[Named object pointing entries]
※
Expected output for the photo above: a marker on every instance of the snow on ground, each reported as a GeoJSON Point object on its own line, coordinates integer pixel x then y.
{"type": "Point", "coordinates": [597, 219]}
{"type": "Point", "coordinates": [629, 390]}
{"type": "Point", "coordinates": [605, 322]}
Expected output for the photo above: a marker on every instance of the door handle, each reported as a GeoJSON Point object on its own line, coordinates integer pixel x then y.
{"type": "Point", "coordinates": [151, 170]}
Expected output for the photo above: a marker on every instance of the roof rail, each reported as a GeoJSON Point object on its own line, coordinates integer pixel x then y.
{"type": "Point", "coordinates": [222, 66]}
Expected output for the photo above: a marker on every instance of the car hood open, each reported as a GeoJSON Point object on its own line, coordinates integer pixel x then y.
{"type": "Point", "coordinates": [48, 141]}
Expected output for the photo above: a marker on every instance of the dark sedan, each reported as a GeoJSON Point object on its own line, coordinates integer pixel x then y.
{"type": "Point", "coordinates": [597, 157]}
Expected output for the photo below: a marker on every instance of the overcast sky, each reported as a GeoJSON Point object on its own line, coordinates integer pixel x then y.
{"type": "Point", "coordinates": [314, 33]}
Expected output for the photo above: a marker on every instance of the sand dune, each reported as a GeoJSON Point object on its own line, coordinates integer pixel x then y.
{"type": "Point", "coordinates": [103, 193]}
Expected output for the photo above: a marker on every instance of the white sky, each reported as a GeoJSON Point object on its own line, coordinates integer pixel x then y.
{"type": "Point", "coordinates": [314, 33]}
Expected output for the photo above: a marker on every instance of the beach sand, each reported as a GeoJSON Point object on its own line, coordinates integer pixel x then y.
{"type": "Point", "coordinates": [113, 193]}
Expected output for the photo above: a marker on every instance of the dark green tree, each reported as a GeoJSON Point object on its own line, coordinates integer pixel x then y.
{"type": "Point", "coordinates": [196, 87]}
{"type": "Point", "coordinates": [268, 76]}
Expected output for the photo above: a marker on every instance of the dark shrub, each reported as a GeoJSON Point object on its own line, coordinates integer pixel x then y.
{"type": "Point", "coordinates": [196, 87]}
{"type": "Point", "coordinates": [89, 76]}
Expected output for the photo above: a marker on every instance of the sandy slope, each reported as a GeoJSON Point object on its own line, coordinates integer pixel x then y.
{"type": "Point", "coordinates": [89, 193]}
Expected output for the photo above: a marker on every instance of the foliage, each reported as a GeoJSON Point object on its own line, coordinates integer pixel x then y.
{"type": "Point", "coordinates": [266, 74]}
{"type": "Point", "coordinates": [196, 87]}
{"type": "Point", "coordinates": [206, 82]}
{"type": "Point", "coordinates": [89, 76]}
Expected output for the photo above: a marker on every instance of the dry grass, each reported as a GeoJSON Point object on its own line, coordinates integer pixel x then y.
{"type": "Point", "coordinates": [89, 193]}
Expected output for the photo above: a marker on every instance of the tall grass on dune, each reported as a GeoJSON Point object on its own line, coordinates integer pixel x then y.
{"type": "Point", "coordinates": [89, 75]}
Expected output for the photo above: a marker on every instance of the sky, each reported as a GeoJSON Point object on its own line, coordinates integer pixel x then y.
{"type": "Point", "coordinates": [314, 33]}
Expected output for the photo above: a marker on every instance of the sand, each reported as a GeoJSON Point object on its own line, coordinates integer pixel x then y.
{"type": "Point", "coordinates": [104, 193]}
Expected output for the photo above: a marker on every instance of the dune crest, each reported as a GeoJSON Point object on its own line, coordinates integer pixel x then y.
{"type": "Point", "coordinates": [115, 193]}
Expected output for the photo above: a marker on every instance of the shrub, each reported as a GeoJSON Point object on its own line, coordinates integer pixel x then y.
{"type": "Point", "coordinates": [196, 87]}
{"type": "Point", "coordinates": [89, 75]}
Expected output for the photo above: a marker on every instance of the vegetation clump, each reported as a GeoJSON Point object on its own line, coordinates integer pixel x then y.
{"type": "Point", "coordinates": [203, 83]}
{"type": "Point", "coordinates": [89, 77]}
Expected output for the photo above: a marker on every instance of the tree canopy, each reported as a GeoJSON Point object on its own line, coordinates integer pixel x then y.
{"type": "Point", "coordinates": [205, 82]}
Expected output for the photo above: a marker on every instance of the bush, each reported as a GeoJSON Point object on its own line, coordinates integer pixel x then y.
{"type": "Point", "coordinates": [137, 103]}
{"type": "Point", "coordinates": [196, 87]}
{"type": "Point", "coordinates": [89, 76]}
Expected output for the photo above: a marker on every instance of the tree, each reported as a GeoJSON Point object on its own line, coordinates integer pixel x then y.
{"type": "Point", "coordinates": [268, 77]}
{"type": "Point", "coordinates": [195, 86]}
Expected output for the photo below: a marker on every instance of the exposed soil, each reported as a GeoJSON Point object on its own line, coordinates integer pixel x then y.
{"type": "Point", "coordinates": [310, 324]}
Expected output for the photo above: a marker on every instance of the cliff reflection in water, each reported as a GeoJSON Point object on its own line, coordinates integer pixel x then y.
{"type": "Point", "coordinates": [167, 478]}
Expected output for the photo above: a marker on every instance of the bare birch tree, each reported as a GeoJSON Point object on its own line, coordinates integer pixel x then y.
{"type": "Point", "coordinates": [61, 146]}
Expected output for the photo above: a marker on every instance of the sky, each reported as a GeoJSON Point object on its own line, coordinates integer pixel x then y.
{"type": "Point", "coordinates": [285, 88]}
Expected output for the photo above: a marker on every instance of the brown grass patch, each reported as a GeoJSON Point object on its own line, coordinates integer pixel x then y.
※
Repeat exactly, and only, the lines of the records above, starting with the line that contains "of the cliff" and ending with the final line, both included.

Exercise solution:
Expected output for the photo above: a marker on every instance of the cliff reflection in water, each reported as a GeoJSON Point object on its own line, coordinates integer pixel x then y.
{"type": "Point", "coordinates": [167, 478]}
Expected output for the photo above: a marker on every instance of the bare birch tree, each reported as a GeoJSON Point object on its own line, coordinates integer pixel x then y.
{"type": "Point", "coordinates": [61, 146]}
Expected output for the photo above: a marker on every instance of the sky, each reported as a GeoJSON Point object on its own line, coordinates integer pixel x then y.
{"type": "Point", "coordinates": [285, 88]}
Expected output for the photo above: a marker on every instance of the brown grass patch, each reported as a GeoJSON Point object on its own line, coordinates integer pixel x then y.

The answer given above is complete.